Starting at the line below that contains "Shot-chart audit: point to every instance of the cumulus", print each line through the end of the records exactly as it appears.

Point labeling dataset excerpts
—————

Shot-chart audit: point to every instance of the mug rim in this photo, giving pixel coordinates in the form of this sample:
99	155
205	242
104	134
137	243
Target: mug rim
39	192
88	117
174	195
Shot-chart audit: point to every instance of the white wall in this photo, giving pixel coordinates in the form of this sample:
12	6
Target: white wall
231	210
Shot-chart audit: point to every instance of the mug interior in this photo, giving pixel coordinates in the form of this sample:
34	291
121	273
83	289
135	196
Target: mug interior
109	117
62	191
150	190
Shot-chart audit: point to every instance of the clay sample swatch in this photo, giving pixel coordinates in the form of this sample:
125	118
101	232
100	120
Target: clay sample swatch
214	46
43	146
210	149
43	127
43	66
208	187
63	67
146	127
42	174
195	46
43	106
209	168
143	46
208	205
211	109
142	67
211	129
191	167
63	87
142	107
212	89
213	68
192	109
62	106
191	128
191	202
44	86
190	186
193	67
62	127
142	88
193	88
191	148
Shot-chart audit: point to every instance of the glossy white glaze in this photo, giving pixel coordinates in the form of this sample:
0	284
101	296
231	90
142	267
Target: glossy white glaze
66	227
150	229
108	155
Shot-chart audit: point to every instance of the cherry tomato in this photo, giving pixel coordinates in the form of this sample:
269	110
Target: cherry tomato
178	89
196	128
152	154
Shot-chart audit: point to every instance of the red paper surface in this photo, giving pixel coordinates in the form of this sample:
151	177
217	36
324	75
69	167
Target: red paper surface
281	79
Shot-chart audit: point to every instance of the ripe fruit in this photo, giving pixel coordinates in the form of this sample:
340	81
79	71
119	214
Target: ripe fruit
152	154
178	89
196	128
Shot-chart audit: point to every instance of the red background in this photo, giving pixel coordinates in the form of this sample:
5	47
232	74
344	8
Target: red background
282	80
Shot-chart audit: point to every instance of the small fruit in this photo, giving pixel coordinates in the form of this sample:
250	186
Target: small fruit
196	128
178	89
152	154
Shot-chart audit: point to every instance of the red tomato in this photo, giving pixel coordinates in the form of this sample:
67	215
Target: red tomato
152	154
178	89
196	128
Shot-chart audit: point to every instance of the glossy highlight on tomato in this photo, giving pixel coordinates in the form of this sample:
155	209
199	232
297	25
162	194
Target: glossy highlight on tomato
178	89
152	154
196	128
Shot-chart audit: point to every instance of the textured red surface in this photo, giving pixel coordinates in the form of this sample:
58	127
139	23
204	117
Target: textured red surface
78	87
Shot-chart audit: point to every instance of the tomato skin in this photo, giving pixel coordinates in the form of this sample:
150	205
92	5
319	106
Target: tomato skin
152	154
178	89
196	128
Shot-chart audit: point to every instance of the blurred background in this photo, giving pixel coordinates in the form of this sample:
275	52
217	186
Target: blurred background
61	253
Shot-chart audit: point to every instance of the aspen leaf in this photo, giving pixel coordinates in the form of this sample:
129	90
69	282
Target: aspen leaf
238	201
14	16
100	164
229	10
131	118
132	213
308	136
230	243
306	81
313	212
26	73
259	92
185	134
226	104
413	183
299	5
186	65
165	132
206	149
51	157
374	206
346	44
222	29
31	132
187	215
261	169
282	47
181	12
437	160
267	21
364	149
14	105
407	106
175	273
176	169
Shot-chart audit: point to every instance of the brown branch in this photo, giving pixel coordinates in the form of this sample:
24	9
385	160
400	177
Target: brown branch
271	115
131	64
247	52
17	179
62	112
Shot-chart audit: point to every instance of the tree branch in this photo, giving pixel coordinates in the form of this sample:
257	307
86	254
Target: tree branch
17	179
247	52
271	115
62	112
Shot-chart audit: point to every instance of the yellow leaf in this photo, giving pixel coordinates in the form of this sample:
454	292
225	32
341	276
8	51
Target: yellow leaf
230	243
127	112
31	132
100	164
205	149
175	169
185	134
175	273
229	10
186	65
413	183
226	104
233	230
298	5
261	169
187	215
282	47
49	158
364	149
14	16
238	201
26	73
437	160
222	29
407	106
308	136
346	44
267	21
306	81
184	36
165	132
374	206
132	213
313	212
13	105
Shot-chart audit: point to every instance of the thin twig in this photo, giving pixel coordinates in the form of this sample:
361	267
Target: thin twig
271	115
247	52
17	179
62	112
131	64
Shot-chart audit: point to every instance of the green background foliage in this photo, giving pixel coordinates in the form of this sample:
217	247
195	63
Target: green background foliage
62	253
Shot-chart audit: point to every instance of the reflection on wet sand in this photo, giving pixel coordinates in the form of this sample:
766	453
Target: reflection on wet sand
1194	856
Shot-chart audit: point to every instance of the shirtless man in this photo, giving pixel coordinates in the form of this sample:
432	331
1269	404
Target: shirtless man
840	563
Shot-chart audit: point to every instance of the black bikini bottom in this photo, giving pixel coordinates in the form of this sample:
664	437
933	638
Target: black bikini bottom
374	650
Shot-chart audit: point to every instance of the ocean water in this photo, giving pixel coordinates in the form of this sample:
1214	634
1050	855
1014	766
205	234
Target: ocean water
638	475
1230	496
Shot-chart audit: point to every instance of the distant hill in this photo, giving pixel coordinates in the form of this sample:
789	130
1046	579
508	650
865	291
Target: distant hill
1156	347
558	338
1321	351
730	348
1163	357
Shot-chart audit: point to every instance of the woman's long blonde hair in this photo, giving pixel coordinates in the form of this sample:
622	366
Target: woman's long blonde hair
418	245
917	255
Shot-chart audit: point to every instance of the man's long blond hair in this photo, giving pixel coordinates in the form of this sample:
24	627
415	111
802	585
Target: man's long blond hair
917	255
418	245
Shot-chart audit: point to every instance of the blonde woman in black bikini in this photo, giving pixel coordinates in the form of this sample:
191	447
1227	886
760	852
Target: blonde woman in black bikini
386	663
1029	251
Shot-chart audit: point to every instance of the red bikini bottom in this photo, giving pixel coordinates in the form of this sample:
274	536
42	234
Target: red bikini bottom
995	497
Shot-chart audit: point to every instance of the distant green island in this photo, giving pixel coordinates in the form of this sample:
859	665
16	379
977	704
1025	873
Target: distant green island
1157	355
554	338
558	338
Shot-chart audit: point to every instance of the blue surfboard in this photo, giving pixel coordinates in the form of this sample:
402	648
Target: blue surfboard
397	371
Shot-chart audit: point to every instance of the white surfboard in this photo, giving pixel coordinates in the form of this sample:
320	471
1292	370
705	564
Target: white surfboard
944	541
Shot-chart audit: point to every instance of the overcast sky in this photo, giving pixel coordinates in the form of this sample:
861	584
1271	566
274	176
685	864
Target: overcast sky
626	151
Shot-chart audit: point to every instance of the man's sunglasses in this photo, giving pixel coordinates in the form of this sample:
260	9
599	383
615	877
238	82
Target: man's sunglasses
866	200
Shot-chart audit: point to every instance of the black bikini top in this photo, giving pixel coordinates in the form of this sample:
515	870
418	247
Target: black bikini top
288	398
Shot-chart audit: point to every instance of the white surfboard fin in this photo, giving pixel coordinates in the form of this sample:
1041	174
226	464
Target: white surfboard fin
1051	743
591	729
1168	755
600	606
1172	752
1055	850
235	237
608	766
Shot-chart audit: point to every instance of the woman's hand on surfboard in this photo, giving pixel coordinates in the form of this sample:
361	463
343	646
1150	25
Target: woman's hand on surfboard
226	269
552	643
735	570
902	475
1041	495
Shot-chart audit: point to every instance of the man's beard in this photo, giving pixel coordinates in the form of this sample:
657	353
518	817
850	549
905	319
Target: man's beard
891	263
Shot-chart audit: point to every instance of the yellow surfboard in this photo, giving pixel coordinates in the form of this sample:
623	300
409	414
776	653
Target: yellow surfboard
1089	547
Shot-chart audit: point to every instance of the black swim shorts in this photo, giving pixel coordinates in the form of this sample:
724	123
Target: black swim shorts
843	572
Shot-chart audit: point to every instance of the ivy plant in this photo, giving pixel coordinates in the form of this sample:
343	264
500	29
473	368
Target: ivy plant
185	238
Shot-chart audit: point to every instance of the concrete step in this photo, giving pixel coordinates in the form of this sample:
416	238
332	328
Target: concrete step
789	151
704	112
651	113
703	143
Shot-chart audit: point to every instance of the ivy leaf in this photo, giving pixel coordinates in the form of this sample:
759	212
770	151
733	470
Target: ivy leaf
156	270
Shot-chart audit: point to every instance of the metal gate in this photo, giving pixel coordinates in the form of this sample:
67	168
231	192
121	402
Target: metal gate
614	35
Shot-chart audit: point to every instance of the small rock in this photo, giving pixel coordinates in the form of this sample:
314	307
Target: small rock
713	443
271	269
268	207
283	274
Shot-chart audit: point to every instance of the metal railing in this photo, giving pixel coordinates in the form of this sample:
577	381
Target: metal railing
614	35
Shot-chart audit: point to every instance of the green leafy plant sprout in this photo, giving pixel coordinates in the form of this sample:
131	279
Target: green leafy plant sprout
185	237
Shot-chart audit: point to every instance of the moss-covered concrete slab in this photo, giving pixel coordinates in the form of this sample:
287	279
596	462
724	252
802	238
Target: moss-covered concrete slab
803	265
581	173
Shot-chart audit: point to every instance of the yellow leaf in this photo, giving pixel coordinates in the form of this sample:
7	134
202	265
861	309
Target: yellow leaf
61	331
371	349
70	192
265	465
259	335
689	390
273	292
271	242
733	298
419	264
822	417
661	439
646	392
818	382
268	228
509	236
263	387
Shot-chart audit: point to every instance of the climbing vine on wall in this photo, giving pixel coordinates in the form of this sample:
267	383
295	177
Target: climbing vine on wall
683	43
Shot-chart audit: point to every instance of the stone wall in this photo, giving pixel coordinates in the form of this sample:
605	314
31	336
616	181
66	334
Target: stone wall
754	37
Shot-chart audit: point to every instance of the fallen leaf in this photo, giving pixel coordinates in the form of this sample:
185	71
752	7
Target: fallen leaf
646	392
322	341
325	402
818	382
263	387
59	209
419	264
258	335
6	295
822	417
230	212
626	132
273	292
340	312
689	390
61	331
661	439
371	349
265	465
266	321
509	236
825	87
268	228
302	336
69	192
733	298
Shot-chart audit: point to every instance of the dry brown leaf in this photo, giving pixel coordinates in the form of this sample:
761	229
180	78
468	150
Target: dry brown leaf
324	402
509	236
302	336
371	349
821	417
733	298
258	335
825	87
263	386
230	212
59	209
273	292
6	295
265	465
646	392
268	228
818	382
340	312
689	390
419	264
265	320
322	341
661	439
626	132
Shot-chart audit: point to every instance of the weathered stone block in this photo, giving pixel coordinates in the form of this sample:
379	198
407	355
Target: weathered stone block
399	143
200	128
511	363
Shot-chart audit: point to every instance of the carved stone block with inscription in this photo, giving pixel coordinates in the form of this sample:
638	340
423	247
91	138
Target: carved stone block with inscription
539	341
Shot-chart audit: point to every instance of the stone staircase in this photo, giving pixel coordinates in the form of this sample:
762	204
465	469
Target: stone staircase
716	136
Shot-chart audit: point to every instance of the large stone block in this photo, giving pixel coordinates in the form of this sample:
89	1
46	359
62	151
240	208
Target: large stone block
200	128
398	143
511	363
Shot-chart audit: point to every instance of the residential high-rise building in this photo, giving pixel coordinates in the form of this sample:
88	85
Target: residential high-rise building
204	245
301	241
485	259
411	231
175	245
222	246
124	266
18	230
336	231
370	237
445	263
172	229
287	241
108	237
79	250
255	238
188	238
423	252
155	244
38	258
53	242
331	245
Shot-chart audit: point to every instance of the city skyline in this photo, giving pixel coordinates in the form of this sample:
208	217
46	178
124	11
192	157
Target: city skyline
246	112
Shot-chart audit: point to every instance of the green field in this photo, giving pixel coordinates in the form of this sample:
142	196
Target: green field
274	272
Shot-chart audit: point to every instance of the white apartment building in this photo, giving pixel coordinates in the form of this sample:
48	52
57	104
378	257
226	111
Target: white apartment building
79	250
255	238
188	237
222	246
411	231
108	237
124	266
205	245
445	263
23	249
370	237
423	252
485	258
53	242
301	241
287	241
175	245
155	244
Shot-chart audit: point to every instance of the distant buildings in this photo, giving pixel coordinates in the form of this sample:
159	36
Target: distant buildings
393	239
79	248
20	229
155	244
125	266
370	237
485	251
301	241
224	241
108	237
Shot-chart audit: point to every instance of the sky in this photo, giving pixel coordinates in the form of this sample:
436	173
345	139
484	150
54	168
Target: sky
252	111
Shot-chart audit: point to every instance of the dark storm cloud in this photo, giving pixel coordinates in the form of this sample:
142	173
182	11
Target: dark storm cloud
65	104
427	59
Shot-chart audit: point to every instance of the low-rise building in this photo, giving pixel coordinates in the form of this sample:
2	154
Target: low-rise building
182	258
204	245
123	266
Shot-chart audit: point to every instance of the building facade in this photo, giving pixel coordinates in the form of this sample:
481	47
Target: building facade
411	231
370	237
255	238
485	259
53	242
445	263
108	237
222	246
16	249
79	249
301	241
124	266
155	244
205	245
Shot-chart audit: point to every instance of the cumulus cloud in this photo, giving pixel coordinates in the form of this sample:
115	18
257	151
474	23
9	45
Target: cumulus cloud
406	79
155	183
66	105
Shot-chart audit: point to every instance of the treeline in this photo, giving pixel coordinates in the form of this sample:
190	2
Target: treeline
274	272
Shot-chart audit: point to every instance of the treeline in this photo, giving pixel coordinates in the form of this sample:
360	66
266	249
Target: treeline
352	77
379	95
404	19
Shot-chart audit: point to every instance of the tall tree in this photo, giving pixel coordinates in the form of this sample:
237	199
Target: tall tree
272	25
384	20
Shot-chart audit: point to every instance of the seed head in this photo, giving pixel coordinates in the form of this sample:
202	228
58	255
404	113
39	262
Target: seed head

—————

§ **EXERCISE SOLUTION**:
Shot-chart audit: point to every instance of the cumulus cloud in this photo, giving pixel coordinates in the form of this sample:
115	18
257	151
474	23
9	45
Target: cumulus cloud
406	79
155	183
66	105
Shot-chart audit: point to every instance of the treeline in this photo, giving pixel coordinates in the form of this sample:
190	2
Target: treeline
274	272
Shot-chart audit: point to every instance of the treeline in this photo, giving pixel coordinates in the form of this sample:
360	66
266	249
Target: treeline
352	77
379	95
404	19
Shot-chart audit: point to every instance of the tall tree in this photo, giving pixel coordinates in the form of this sample:
237	199
Target: tall tree
272	25
384	20
Shot-chart audit: point to every instance of the seed head in this photo, giving pixel coordinates in the form of this sample:
202	228
58	255
404	113
39	262
Target: seed head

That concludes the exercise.